Where in the records does the word "pipe" occur? Copy each line in which it does.

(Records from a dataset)
......

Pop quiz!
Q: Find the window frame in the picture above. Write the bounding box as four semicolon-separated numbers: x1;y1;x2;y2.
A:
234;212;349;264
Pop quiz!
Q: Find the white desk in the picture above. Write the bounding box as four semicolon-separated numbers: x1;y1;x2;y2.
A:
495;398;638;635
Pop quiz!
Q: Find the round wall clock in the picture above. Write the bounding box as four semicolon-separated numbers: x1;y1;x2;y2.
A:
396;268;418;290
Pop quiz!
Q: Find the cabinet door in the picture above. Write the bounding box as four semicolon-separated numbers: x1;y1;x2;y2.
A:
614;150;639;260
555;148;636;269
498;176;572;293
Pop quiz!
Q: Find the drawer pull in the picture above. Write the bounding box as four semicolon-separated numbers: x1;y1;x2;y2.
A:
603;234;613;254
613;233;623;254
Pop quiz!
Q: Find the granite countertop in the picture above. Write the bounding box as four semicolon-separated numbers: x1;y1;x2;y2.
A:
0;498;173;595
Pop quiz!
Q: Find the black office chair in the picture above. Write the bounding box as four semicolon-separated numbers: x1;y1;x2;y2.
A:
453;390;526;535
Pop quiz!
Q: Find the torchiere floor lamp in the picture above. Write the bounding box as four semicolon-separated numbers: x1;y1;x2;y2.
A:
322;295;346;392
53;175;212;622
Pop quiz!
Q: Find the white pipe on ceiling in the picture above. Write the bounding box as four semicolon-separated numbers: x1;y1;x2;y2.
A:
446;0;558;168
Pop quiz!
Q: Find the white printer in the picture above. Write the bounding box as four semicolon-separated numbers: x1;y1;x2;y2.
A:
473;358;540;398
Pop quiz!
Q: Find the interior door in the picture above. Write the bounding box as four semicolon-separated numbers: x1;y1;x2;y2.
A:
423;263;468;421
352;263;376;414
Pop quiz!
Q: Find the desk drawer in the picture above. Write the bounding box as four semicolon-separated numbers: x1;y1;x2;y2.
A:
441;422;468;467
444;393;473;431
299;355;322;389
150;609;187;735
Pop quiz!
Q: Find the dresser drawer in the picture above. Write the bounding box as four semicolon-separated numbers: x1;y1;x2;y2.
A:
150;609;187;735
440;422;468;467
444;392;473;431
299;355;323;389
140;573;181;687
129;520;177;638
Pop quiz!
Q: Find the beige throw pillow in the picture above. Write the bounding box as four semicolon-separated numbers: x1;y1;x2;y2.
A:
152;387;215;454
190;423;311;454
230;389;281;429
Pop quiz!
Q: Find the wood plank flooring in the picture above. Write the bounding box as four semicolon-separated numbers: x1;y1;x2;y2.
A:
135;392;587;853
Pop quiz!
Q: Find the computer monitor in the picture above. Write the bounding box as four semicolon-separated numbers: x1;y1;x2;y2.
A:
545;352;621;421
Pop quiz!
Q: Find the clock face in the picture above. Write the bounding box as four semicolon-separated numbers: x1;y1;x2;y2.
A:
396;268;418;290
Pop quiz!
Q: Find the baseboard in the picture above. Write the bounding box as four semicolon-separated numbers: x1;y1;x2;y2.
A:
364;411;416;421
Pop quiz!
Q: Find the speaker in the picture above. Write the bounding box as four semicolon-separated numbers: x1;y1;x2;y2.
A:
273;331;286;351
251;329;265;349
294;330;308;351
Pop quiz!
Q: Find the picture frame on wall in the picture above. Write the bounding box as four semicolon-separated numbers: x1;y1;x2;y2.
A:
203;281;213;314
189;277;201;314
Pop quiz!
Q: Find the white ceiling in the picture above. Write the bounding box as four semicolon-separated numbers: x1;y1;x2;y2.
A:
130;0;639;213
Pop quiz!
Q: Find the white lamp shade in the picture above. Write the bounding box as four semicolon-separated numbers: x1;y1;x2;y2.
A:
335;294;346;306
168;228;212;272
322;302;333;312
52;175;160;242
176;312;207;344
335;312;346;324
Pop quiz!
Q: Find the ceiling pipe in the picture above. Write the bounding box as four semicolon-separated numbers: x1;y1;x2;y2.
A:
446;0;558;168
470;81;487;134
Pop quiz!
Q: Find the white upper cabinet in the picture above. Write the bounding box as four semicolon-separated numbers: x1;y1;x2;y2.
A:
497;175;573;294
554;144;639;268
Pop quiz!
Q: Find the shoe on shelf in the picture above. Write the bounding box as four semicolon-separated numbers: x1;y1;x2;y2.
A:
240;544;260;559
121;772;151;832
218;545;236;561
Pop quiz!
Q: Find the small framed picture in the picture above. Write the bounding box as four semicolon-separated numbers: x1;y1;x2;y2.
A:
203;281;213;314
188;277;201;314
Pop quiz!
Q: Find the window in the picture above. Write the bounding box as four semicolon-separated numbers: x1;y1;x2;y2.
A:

......

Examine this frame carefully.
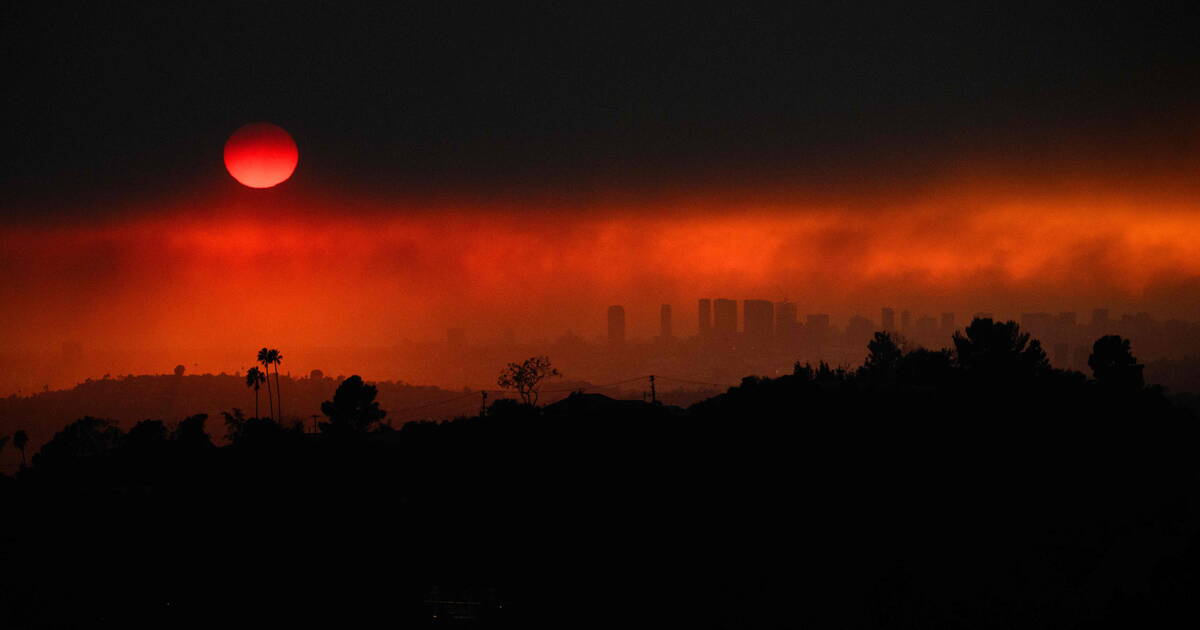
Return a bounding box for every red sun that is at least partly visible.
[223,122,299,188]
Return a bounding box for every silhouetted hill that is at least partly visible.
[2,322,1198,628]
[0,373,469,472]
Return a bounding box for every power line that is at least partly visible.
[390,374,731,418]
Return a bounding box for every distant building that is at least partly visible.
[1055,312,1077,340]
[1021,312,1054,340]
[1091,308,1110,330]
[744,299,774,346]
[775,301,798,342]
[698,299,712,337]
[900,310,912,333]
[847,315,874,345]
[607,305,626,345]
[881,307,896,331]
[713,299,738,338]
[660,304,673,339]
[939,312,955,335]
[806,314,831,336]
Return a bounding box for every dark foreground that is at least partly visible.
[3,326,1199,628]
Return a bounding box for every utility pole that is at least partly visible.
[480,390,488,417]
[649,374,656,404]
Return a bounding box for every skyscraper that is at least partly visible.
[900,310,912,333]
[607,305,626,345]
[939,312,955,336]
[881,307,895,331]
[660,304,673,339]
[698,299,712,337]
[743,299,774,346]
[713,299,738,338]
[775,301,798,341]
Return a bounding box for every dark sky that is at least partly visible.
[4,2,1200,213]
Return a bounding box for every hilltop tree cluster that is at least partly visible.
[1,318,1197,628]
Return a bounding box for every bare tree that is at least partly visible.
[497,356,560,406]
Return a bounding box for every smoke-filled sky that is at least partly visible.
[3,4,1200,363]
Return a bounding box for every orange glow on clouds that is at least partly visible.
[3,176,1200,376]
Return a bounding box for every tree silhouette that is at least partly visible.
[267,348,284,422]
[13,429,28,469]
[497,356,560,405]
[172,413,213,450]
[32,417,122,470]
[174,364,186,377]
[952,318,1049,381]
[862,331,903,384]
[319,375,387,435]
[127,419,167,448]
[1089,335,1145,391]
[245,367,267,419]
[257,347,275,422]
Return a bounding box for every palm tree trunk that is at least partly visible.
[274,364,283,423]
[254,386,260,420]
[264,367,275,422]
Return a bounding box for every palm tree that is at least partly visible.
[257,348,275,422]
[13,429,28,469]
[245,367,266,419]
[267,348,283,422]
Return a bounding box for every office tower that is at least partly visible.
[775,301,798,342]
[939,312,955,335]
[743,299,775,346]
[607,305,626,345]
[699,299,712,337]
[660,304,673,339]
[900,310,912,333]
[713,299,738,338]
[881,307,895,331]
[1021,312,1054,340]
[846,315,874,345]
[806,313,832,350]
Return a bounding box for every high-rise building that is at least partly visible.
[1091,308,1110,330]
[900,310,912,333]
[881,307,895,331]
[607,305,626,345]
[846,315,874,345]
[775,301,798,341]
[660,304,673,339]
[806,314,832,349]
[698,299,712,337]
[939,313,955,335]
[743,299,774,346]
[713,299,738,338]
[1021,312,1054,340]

......

**Reply to the task:**
Q: Find the white pipe on ceiling in the picture above. Write the bounding box as four semicolon-separated numbers: x1;y1;x2;y2.
Q: Find the ceiling pipe in the picture above. Write the bounding box as four semicolon-separated numbers: x1;y1;x2;y2.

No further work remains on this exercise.